• _What the task asks_:
If a line in the listing below holds the word "every", it counts toward the total; report that total alone.
Content starts
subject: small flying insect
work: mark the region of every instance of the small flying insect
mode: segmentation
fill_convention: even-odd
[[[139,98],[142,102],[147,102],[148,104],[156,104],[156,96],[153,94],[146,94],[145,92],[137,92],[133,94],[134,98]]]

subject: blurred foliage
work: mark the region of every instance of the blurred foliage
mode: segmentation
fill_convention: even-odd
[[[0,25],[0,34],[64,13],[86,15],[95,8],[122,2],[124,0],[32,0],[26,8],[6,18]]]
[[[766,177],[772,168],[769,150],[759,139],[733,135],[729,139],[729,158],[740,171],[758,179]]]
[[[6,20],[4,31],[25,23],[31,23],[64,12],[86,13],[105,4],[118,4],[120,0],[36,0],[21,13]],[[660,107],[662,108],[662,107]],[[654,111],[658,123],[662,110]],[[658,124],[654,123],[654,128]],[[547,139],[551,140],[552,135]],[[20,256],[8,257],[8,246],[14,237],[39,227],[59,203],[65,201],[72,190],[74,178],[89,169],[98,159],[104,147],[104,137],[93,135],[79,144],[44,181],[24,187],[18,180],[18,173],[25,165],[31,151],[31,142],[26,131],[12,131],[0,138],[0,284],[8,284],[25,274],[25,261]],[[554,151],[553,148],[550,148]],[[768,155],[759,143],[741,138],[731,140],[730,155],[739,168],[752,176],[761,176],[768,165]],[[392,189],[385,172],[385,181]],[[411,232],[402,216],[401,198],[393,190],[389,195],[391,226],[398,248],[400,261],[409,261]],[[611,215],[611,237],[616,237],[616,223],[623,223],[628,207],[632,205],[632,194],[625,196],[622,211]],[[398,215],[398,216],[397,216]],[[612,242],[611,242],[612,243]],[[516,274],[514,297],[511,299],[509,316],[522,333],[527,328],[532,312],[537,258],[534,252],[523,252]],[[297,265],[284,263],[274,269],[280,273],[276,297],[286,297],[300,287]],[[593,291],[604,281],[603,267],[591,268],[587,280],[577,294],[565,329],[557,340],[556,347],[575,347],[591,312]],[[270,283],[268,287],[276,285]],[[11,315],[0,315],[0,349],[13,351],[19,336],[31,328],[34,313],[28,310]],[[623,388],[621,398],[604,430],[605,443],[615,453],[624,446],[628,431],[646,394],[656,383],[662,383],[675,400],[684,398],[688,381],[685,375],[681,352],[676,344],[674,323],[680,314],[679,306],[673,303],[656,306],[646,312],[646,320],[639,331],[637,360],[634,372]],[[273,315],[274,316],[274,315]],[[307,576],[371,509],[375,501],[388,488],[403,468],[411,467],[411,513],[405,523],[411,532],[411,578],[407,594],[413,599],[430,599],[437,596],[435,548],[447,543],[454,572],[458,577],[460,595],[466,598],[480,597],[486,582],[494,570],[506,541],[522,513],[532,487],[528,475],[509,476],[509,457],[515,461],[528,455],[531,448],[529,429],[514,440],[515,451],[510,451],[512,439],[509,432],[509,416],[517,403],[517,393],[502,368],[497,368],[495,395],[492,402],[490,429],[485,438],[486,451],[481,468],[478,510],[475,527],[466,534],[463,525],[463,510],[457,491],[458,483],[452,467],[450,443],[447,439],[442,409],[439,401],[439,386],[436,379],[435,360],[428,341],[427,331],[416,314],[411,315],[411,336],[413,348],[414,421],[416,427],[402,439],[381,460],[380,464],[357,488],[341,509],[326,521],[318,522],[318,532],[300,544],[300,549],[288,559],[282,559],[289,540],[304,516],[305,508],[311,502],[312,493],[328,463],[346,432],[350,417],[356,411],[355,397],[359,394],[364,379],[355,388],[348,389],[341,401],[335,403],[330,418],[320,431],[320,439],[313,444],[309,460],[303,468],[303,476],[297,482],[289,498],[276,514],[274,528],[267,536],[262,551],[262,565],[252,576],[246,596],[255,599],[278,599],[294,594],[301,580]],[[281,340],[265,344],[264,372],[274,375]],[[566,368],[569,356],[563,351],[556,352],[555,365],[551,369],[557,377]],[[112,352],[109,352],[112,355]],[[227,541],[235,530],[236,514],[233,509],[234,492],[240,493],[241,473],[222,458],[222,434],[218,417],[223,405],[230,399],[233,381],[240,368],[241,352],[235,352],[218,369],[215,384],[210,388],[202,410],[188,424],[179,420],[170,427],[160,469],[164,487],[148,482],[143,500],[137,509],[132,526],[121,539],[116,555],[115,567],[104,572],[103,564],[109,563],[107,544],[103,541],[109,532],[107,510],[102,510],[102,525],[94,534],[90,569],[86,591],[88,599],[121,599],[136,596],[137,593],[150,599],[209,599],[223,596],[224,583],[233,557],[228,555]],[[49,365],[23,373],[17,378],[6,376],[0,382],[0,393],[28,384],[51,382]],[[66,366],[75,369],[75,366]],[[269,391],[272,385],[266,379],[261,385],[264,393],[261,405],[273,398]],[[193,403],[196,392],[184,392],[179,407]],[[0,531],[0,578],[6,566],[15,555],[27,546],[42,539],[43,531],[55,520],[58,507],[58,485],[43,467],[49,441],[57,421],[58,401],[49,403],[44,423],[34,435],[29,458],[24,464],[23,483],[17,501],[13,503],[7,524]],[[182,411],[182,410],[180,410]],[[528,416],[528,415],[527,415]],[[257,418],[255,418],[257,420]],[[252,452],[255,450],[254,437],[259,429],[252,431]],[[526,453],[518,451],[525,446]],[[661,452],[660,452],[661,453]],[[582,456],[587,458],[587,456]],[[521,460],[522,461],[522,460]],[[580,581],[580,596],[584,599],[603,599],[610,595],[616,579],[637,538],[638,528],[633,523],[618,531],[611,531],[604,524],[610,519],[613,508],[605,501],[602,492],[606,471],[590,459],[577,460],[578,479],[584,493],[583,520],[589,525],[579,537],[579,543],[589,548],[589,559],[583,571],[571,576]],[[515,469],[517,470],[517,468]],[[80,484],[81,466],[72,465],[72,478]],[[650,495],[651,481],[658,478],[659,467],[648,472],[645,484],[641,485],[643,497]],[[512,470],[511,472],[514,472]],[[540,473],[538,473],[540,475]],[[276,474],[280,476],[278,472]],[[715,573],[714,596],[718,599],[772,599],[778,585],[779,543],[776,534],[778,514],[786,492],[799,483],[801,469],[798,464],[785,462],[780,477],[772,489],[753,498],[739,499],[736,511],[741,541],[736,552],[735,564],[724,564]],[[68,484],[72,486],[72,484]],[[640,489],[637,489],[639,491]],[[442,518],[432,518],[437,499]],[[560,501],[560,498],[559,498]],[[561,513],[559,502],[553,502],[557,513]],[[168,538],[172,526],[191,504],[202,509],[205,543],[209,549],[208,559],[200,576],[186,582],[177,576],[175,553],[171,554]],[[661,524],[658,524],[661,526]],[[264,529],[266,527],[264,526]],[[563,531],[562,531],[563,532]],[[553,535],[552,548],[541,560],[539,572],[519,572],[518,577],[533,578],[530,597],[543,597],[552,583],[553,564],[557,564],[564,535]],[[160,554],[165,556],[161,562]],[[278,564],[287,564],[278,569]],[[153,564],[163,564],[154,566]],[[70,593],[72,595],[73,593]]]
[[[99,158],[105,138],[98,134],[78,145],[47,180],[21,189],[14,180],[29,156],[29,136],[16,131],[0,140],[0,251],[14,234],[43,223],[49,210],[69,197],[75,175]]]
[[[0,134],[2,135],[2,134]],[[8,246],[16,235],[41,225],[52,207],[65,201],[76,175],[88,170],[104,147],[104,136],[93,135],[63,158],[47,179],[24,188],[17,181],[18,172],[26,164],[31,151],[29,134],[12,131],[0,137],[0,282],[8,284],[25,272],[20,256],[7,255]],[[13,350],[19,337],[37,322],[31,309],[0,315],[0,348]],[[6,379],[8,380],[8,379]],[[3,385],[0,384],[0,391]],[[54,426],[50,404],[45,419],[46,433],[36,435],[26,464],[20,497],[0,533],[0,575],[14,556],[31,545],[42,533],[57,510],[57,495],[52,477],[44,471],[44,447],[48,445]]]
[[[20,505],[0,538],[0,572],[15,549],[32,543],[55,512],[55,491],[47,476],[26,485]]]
Content ends
• _Expected answer_:
2